* _INSTRUCTIONS FOR THE TASK_:
Render every line of the records below as a JSON list of strings, one string per line, with blank lines dropped. Leave the pictures out.

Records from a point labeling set
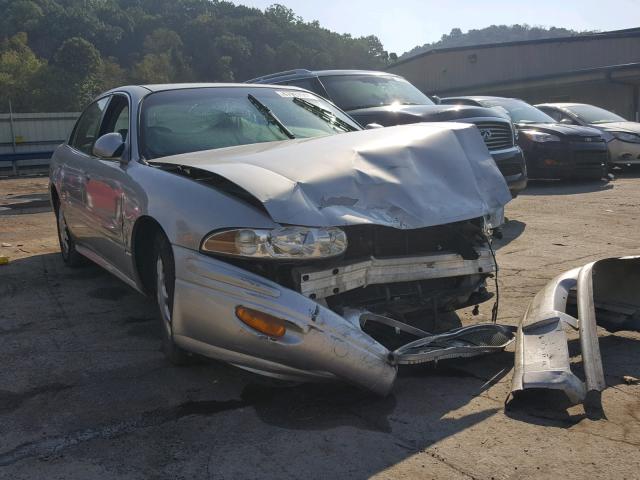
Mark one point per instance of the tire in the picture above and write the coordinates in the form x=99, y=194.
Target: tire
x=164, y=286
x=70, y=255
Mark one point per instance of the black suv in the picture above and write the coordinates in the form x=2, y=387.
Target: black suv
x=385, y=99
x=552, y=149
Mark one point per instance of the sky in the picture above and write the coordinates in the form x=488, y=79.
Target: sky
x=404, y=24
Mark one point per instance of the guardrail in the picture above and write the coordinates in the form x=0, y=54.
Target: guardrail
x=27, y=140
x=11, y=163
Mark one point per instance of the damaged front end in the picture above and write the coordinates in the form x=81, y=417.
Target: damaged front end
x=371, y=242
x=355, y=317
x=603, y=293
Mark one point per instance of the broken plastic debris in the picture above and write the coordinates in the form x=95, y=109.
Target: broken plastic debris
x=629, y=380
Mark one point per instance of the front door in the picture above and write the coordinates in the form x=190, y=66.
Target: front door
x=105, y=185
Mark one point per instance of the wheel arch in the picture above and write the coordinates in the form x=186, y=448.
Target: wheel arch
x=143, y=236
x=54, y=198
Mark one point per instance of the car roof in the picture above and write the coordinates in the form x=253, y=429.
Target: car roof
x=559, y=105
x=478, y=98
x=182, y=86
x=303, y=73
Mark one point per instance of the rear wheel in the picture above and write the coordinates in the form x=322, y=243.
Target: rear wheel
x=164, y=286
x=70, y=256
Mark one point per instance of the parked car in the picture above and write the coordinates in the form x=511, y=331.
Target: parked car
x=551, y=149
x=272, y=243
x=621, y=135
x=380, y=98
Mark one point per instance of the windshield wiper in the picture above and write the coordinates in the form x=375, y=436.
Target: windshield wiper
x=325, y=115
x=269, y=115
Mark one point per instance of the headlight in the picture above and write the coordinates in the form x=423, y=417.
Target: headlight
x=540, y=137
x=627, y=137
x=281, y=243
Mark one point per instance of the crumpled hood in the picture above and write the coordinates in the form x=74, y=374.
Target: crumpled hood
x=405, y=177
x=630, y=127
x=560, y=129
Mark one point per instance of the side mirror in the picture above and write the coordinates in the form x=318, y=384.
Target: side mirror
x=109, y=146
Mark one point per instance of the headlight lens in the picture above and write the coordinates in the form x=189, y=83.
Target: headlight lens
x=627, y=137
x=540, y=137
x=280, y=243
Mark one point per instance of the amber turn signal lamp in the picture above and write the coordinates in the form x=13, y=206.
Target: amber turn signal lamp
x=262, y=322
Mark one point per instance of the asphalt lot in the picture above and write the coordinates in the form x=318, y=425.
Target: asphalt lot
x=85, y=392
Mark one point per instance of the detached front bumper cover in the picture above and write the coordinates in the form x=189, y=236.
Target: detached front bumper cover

* _ANSWER TO THE TASK_:
[
  "Mark one point per instance of the tire in the picture above and write the coordinates in the form x=99, y=194.",
  "Target: tire",
  "x=164, y=286",
  "x=70, y=255",
  "Mark one point per instance of the black suv in the picture above and write the coordinates in the form x=2, y=387.",
  "Target: black suv",
  "x=385, y=99",
  "x=552, y=149",
  "Mark one point per instance of the sky in the picture above and write the coordinates in the form x=488, y=79.",
  "Target: sky",
  "x=404, y=24",
  "Mark one point per instance of the guardrail in the picture above and write the coordinates in the form x=0, y=54.",
  "Target: guardrail",
  "x=27, y=140",
  "x=11, y=163",
  "Mark one point per instance of the damaged front end in the picture above and write the coordinates in the form x=81, y=417.",
  "Target: damaged front end",
  "x=371, y=242",
  "x=355, y=317",
  "x=603, y=293",
  "Mark one point per instance of the broken plastic debris in the picture above and write the coordinates in the form x=95, y=109.",
  "Target: broken plastic debris",
  "x=629, y=380",
  "Mark one point per instance of the front door in the picture above and write the coordinates in the form x=190, y=66.",
  "Target: front door",
  "x=105, y=185",
  "Mark one point per instance of the wheel arch in the picture above and write the coordinates in the form x=186, y=448.",
  "Target: wheel arch",
  "x=143, y=236",
  "x=54, y=198",
  "Mark one point per instance of the car roof in the picture above and write the coordinates in the form x=253, y=429.",
  "Target: car roof",
  "x=559, y=105",
  "x=478, y=98",
  "x=182, y=86",
  "x=303, y=73",
  "Mark one point per instance of the rear wheel in the picture above and write the coordinates in the form x=322, y=243.",
  "Target: rear wheel",
  "x=164, y=286",
  "x=70, y=256",
  "Mark one point per instance of the parked car in the picture above and write the coordinates in the form x=511, y=331.",
  "Target: parked car",
  "x=551, y=149",
  "x=272, y=243",
  "x=621, y=135",
  "x=380, y=98",
  "Mark one point per instance of the windshield wiper in the picture above and write the coordinates in the form x=375, y=436.",
  "Target: windshield wiper",
  "x=325, y=115",
  "x=269, y=115",
  "Mark one point per instance of the headlight in the picture above and write the coordinates in the form x=423, y=417.",
  "Target: headlight",
  "x=540, y=137",
  "x=627, y=137",
  "x=281, y=243",
  "Mark one point per instance of the crumpled hood in the picture above and write the coordinates in the form x=74, y=374.",
  "Target: crumpled hood",
  "x=405, y=177",
  "x=630, y=127",
  "x=560, y=129",
  "Mark one point per instance of the side mirror in the picture above and write the coordinates in the form x=318, y=384.",
  "Target: side mirror",
  "x=109, y=146",
  "Mark one point per instance of the headlight lens in the picture above and write the coordinates in the form x=189, y=83.",
  "Target: headlight lens",
  "x=627, y=137",
  "x=540, y=137",
  "x=280, y=243",
  "Mark one point per instance of the amber turn signal lamp in the picture above and write the coordinates in the form x=13, y=206.",
  "Target: amber turn signal lamp",
  "x=262, y=322",
  "Mark one point per instance of the asphalt lot in the picture above and write the coordinates in the form x=318, y=425.",
  "Target: asphalt lot",
  "x=85, y=392",
  "Mark one point per instance of the detached front bumper cover in the picture above and write the coordinates in the form x=189, y=236.",
  "Target: detached front bumper cover"
]